## YOUR OBJECTIVE
Gather every line of the entries below that contains the word "dark". Case counts.

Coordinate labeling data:
----------

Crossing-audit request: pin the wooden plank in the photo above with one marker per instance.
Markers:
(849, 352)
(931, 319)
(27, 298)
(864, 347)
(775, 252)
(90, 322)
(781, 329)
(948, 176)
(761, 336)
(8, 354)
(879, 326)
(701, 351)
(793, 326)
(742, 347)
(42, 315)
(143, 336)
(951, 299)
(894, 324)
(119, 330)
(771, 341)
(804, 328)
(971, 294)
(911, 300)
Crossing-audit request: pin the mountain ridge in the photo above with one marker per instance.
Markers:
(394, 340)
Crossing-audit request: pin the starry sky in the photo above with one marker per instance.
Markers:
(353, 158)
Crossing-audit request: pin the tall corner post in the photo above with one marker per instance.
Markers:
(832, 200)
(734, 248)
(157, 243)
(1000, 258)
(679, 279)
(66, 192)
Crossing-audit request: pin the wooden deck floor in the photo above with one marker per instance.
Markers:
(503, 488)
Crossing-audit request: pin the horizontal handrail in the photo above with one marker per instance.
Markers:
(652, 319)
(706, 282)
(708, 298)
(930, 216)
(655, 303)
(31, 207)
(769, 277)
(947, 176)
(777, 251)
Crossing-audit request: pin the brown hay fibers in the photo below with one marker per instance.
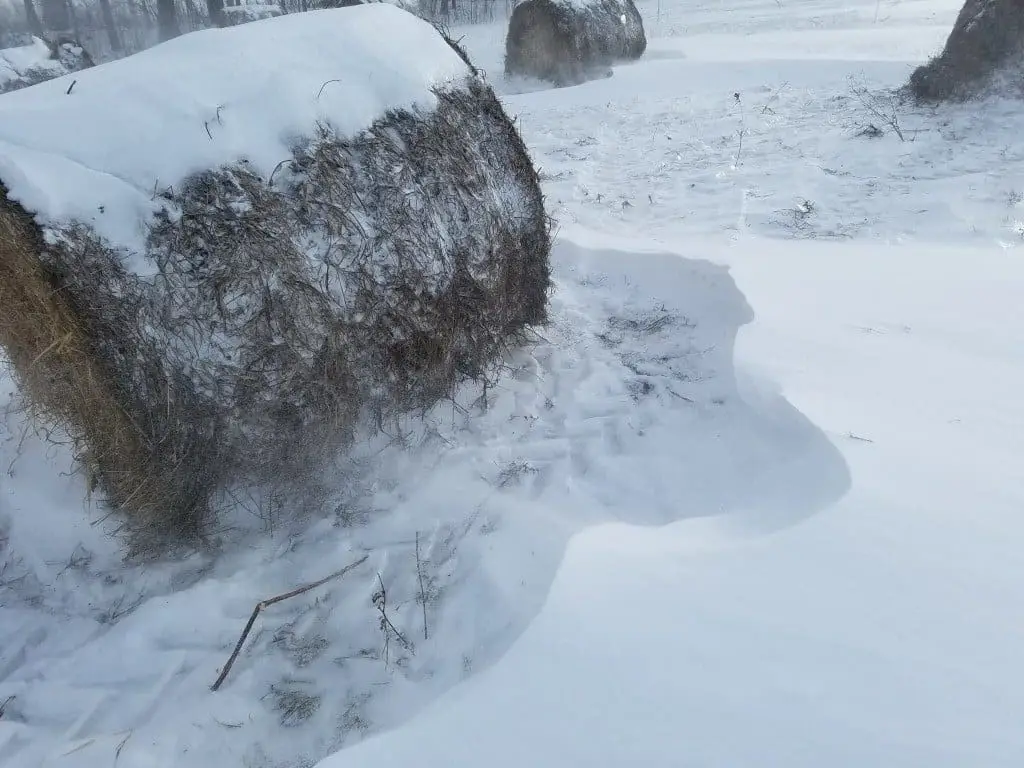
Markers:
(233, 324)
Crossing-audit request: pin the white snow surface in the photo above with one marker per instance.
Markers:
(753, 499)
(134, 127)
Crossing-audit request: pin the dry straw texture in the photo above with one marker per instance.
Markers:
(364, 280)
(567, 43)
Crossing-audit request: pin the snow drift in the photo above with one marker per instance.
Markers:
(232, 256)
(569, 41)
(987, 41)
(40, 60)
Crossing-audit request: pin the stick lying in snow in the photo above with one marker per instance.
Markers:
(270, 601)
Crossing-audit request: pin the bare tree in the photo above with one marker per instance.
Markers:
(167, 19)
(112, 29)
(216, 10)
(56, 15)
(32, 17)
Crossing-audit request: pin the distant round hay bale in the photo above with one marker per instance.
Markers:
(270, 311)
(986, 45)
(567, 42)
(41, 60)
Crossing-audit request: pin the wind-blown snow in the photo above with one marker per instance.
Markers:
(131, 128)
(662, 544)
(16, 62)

----------

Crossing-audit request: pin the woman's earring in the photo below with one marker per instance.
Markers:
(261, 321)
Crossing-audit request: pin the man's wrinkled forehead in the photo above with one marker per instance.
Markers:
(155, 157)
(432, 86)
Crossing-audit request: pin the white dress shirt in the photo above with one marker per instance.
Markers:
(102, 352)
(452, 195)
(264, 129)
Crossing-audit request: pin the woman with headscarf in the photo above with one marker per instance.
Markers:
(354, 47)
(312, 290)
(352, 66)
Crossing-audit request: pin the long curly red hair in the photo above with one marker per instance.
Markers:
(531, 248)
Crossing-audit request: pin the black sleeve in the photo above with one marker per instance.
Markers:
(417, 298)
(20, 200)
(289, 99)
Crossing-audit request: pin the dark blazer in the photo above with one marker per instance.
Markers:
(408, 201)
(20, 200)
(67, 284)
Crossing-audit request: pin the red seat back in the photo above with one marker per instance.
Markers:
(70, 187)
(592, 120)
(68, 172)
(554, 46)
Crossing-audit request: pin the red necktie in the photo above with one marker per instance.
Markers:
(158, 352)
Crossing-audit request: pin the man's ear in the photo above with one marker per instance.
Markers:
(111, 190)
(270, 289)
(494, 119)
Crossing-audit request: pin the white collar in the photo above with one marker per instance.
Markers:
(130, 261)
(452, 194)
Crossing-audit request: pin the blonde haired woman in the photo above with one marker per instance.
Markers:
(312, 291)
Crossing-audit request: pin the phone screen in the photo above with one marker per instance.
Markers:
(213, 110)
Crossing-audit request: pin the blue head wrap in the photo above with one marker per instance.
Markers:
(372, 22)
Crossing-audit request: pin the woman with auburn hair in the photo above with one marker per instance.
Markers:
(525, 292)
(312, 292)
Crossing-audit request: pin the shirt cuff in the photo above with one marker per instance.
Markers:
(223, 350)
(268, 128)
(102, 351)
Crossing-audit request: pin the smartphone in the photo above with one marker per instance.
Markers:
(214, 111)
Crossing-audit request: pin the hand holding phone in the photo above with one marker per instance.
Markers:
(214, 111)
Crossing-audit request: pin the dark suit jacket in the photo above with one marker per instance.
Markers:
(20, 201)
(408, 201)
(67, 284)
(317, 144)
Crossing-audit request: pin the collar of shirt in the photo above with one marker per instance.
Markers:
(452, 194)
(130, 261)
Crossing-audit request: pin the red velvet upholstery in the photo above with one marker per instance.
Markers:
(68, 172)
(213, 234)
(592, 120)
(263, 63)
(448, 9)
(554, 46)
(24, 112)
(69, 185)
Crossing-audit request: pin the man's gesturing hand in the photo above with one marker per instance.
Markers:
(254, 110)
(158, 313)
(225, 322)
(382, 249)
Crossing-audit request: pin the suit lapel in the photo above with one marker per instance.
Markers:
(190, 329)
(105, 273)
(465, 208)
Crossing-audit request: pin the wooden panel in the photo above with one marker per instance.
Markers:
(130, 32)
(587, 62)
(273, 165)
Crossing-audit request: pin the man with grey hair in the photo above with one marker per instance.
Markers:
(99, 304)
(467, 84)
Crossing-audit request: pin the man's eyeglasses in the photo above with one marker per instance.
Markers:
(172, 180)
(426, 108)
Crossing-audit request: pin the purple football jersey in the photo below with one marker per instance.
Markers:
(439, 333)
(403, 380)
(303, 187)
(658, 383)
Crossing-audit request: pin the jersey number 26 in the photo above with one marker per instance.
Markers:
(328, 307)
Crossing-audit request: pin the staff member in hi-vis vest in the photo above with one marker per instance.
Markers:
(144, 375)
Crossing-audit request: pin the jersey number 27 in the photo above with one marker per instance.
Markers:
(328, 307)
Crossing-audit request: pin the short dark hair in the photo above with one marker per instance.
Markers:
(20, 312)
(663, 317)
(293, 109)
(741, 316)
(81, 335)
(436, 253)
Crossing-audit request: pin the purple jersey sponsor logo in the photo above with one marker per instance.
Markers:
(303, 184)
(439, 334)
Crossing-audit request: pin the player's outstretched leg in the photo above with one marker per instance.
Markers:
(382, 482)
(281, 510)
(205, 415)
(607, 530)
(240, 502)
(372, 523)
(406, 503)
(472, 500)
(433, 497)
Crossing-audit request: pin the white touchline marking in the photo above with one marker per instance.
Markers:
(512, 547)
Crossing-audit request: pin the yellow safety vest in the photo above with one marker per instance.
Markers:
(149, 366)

----------

## PROBLEM SOLUTION
Crossing-audit request: pin the dark blazer in the photo above with one marker per instance.
Crossing-audit request: pin the dark suit jacket in the photo above with one marker per instance.
Crossing-audit request: pin the short dark hair in the photo above with one marker per instance.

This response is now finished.